Could you copy out, word for word, everything in the entries from the line containing "A quick favor: can you find the metal" down to the line containing "[307,479,345,518]", including both of those lines?
[Start of DATA SUPPLIED]
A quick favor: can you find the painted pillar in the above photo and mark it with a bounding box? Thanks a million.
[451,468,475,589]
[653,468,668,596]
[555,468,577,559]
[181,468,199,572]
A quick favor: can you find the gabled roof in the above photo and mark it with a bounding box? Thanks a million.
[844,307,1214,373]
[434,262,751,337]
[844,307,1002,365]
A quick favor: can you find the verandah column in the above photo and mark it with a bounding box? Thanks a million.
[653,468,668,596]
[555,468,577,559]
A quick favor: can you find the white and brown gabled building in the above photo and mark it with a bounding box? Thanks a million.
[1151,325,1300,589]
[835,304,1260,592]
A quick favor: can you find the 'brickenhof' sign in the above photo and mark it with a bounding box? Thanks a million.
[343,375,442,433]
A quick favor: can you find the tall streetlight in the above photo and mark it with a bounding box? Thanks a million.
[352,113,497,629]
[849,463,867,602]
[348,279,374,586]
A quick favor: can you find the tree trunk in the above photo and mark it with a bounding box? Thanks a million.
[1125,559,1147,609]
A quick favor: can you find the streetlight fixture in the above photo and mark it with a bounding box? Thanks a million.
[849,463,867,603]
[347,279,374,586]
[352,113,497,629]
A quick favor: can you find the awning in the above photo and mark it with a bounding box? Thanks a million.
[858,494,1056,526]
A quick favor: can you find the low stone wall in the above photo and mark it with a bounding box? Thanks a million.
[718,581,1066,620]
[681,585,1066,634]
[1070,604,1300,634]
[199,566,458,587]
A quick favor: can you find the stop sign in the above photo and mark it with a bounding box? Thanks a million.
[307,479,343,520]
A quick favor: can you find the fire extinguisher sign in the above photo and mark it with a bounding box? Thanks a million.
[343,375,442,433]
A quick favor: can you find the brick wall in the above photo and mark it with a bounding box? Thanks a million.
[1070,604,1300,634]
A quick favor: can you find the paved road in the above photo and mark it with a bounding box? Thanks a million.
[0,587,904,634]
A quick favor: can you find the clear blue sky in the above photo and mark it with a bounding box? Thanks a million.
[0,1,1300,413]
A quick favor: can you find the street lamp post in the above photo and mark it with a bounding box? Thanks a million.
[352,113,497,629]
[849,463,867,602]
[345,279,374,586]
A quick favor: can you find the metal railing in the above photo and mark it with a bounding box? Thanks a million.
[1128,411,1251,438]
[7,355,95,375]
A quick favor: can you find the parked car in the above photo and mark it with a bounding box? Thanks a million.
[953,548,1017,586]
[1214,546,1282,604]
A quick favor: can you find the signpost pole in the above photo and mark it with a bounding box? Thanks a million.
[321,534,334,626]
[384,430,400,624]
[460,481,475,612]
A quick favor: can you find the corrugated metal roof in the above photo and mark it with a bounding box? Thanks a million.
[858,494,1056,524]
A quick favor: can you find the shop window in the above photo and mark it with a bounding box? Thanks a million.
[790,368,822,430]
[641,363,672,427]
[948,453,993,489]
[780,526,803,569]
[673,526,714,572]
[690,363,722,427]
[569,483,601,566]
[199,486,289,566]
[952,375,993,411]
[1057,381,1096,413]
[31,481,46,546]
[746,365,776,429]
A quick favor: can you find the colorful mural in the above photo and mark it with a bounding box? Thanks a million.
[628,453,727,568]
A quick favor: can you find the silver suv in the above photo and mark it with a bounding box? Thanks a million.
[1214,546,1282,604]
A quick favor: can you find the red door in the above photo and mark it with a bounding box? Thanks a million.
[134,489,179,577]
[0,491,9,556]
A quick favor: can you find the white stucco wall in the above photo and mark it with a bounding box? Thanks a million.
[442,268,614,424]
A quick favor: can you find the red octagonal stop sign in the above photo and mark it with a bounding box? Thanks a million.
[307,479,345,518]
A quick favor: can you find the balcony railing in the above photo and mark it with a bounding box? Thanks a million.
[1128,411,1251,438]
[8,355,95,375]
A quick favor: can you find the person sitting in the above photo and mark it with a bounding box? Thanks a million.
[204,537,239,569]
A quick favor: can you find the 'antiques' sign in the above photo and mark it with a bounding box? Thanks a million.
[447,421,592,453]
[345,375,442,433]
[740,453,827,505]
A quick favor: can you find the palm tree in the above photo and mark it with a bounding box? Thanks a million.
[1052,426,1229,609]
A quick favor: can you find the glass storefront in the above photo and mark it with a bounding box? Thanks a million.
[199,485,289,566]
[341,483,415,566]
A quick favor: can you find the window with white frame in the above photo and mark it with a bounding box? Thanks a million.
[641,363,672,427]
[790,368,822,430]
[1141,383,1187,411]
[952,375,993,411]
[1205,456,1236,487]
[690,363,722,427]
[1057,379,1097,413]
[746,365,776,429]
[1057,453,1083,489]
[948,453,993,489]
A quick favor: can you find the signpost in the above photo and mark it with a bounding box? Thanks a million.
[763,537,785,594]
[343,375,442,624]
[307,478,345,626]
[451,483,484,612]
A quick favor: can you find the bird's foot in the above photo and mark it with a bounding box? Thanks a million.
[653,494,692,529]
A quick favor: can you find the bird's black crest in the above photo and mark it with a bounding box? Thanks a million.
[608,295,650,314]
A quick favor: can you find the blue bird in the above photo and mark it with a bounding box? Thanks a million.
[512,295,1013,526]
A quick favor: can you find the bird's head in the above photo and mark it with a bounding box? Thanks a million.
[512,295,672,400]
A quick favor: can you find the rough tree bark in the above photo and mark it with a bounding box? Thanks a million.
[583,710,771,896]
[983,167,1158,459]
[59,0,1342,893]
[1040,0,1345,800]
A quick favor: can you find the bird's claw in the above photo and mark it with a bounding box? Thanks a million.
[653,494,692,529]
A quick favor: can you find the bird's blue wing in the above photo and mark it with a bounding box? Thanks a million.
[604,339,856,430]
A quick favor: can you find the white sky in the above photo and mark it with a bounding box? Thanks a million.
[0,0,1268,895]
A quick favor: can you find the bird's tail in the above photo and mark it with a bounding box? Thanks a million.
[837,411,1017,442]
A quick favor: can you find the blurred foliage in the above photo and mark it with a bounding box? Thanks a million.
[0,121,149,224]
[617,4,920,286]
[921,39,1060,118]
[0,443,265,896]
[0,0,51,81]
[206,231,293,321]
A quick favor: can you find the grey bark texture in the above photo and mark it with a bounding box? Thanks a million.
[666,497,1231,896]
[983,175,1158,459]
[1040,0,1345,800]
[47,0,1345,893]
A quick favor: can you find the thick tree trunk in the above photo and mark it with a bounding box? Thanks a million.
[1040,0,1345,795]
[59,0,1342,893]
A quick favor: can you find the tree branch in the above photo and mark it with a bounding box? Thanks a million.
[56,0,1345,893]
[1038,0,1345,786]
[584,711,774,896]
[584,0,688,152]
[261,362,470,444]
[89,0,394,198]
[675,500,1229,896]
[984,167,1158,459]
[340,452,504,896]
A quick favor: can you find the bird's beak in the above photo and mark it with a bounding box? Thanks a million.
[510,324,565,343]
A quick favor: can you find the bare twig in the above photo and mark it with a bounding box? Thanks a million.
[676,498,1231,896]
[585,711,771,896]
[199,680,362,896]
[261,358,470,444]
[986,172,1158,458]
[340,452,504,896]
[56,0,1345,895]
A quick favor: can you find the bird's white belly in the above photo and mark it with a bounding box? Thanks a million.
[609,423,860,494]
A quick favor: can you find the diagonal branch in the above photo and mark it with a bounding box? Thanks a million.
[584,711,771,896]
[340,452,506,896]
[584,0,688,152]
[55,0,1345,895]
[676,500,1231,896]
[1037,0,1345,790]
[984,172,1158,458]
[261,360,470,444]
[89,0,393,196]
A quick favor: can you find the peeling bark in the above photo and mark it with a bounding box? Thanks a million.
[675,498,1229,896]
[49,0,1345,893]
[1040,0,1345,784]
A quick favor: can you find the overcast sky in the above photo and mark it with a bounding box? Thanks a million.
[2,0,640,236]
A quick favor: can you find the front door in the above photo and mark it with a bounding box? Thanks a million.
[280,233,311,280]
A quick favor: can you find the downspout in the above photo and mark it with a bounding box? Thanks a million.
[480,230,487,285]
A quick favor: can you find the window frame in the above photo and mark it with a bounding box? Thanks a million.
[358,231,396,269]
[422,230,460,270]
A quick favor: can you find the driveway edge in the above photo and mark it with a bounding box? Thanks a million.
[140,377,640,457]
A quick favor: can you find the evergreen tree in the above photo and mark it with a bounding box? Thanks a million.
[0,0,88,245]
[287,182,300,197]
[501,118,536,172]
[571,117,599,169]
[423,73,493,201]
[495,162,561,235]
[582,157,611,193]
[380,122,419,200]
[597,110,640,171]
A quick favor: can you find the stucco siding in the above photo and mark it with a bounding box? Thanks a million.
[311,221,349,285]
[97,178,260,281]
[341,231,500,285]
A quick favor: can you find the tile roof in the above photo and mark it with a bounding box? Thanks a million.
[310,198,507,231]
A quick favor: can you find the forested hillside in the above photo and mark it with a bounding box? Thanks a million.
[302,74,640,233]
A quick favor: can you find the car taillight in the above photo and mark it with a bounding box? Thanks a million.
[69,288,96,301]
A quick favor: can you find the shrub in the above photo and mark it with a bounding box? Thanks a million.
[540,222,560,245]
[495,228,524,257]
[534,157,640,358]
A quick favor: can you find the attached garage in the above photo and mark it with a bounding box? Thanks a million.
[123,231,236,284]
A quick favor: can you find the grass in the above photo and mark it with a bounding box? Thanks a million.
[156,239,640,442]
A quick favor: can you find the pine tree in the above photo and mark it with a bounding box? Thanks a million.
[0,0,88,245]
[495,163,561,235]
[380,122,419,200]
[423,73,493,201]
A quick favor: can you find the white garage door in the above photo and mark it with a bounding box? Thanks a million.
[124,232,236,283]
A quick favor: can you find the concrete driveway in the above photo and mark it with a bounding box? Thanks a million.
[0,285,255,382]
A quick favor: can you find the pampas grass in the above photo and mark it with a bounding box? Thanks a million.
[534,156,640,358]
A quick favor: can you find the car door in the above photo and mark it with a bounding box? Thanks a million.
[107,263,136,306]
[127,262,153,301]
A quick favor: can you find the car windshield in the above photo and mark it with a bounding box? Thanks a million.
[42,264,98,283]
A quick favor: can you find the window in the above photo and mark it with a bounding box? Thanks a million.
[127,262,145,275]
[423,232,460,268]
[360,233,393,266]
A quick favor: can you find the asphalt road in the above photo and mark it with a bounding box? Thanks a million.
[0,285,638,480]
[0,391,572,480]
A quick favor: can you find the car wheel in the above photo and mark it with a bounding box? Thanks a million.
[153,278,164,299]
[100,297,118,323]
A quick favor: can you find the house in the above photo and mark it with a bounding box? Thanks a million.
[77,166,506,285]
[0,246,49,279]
[End of DATA SUPPLIED]
[ANSWER IN FULL]
A quick favor: can you find the metal railing in the above photo and mark it with a bounding box? Thanks a million.
[1128,411,1251,438]
[7,355,95,375]
A quick favor: can you find the parked car in the above photo and mark it with a bounding box? Thanks a million.
[953,548,1017,586]
[1214,546,1282,604]
A quick favor: can you find the signpost pole in the above photo and mark it with a bounding box? Thanks a million.
[321,534,334,626]
[384,430,400,624]
[460,481,475,612]
A quick favor: can you find the corrugated metal roof in the above photo and mark it with a bounding box? Thanks a million.
[858,494,1056,524]
A quick favor: can you find the shop window in the above photo and mark it with a bounding box? Thanks a million.
[790,368,822,430]
[641,363,672,427]
[948,453,993,489]
[780,526,803,569]
[673,526,714,572]
[690,363,722,427]
[569,483,601,566]
[199,486,289,566]
[952,375,993,411]
[1057,381,1096,413]
[31,481,46,546]
[746,365,776,429]
A quick favor: can you find the colorful mural in the above photo and mark it with a bounding box? Thanks a million.
[628,453,727,568]
A quick favor: can you find the silver suv in the above photo and mark it with a bounding box? Thanks a million.
[1214,546,1282,604]
A quick favor: can you find the red door in the above photo and mark it with a bounding box? Thanks a million.
[134,489,179,577]
[0,491,9,556]
A quick favor: can you find the white stucco wall in the above photo and mark it with a bounding box? Thanks a million.
[442,268,614,424]
A quick favor: can you find the red octagonal stop sign in the above photo and mark it with a bounding box? Thanks a million.
[307,479,345,518]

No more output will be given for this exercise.